__PROVIDED PASSAGE__.
┌────────
- The dataset that brought us past the 3PB mark: a coloured reconstruction of a bee’s compound eye, produced from studies on I13. Courtesy of Gavin Taylor, Emily Baird, Andrew J Bodey & Andreas Enstrom (University of Lund)
Around 3000 scientists visit Diamond each year to study, scan, and scrutinise samples. They could be investigating anything, from a type of virus or bacteria, to smart materials like graphene, or samples from dinosaur skeletons. All of this scientific research produces some pretty big data, up to 20 terabytes a day to be precise – that’s equivalent to all the storage on about 40 standard laptops – and Diamond’s data is only getting bigger.
Diamond recently passed a big data milestone: a massive three petabytes have now been processed at the facility. Now for those of us who don’t know our gigabytes from our terabytes, three petabytes is about the equivalent of 187,500 modern iPhones*, or 6000 years of Mp3 music; it’s more data than a human being could ever process in their lifetime.
└────────
__TASK GOAL__. According to the text on Diamond's data, how much data has now been processed at the facility? The records have no connection to the text about Diamond's data.

__DATA LISTING__.
┌────────
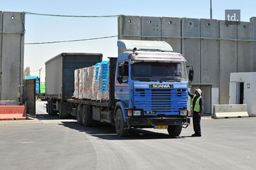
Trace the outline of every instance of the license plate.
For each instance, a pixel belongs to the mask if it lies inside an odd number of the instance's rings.
[[[168,126],[154,126],[154,129],[168,129]]]

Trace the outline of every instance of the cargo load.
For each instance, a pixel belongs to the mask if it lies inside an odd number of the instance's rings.
[[[109,99],[108,61],[97,63],[94,67],[75,69],[75,86],[79,86],[78,95],[75,90],[76,98],[100,101]]]

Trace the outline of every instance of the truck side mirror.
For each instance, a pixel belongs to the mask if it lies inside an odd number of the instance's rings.
[[[194,69],[189,70],[188,77],[189,77],[189,81],[192,82],[192,81],[194,80]]]
[[[119,84],[122,84],[122,78],[121,77],[117,77],[117,81]]]

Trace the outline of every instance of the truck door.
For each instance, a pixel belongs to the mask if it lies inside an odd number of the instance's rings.
[[[129,100],[129,64],[128,61],[118,63],[115,78],[115,95],[117,100]]]

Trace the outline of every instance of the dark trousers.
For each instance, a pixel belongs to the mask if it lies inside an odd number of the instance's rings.
[[[199,112],[193,112],[193,127],[195,134],[201,135],[200,127],[201,116],[199,115]]]

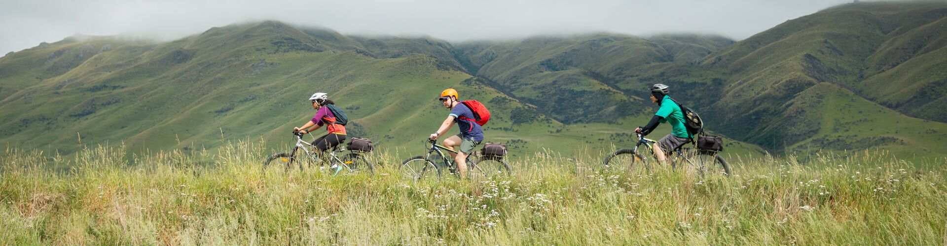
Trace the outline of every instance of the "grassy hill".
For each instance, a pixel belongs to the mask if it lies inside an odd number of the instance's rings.
[[[0,167],[0,243],[936,245],[947,223],[943,159],[919,168],[884,151],[732,159],[731,177],[541,151],[509,177],[411,181],[391,165],[261,172],[257,142],[222,149],[7,149],[19,165]],[[38,167],[50,163],[75,168]]]
[[[693,69],[702,76],[709,71],[724,77],[722,89],[714,92],[720,99],[701,108],[714,113],[707,116],[722,123],[719,131],[769,149],[793,150],[786,148],[800,144],[891,149],[892,143],[902,144],[896,149],[910,154],[939,149],[943,145],[936,144],[938,139],[947,135],[938,131],[945,125],[936,122],[940,116],[932,106],[945,95],[939,81],[947,77],[938,68],[947,60],[938,54],[944,52],[940,40],[947,36],[937,27],[945,18],[943,3],[856,3],[787,21],[707,56]],[[694,75],[681,80],[688,76]],[[853,105],[831,105],[839,100],[820,97],[836,91]],[[900,114],[889,114],[889,108]],[[884,114],[868,114],[875,112]],[[833,124],[842,117],[858,122],[845,128]],[[820,135],[902,127],[934,132],[858,132],[858,137],[846,140],[863,142],[855,148],[832,146],[825,141],[830,136]]]
[[[246,138],[267,140],[276,151],[314,114],[305,98],[319,91],[347,110],[352,136],[420,151],[421,139],[446,116],[435,98],[449,87],[490,105],[488,141],[510,143],[515,155],[610,147],[608,133],[595,131],[630,131],[566,127],[473,78],[453,52],[433,39],[346,37],[278,22],[214,27],[162,44],[67,39],[0,59],[3,71],[22,71],[0,78],[0,136],[65,153],[80,144],[149,151],[214,149],[222,139]],[[556,131],[563,134],[550,134]],[[577,143],[566,133],[589,140]]]
[[[420,151],[447,113],[435,96],[454,87],[493,112],[487,141],[517,155],[577,152],[630,145],[656,109],[645,87],[661,82],[735,153],[943,156],[947,124],[932,109],[947,94],[945,9],[849,4],[739,42],[599,33],[450,44],[273,21],[168,43],[73,37],[0,58],[0,141],[68,153],[80,142],[147,151],[260,138],[275,150],[319,91],[348,112],[352,136]]]

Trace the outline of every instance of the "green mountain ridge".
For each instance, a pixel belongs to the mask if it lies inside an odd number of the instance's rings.
[[[947,94],[945,9],[849,4],[740,42],[600,33],[451,44],[276,21],[168,43],[66,39],[0,58],[0,139],[64,152],[80,140],[278,148],[313,114],[300,98],[323,91],[352,116],[351,135],[411,150],[405,143],[420,146],[446,114],[435,96],[454,87],[493,113],[488,141],[568,152],[631,144],[627,133],[656,109],[645,88],[662,82],[736,140],[728,152],[944,156],[947,124],[929,109]]]

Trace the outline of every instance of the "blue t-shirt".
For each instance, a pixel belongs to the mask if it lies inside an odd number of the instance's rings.
[[[471,108],[463,103],[457,103],[451,110],[451,114],[454,116],[454,122],[457,123],[457,127],[460,127],[460,136],[465,139],[470,139],[474,141],[483,141],[483,129],[476,122],[474,122],[474,112]],[[460,119],[460,117],[470,118],[469,120]]]

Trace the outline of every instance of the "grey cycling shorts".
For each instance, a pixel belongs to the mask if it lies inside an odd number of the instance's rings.
[[[670,155],[671,150],[674,150],[674,149],[682,147],[689,142],[689,138],[679,137],[675,136],[673,133],[669,133],[668,135],[662,137],[661,140],[657,140],[657,146],[661,148],[661,150],[664,150],[664,154]]]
└────────
__RESPONSE BOX__. Three petabytes.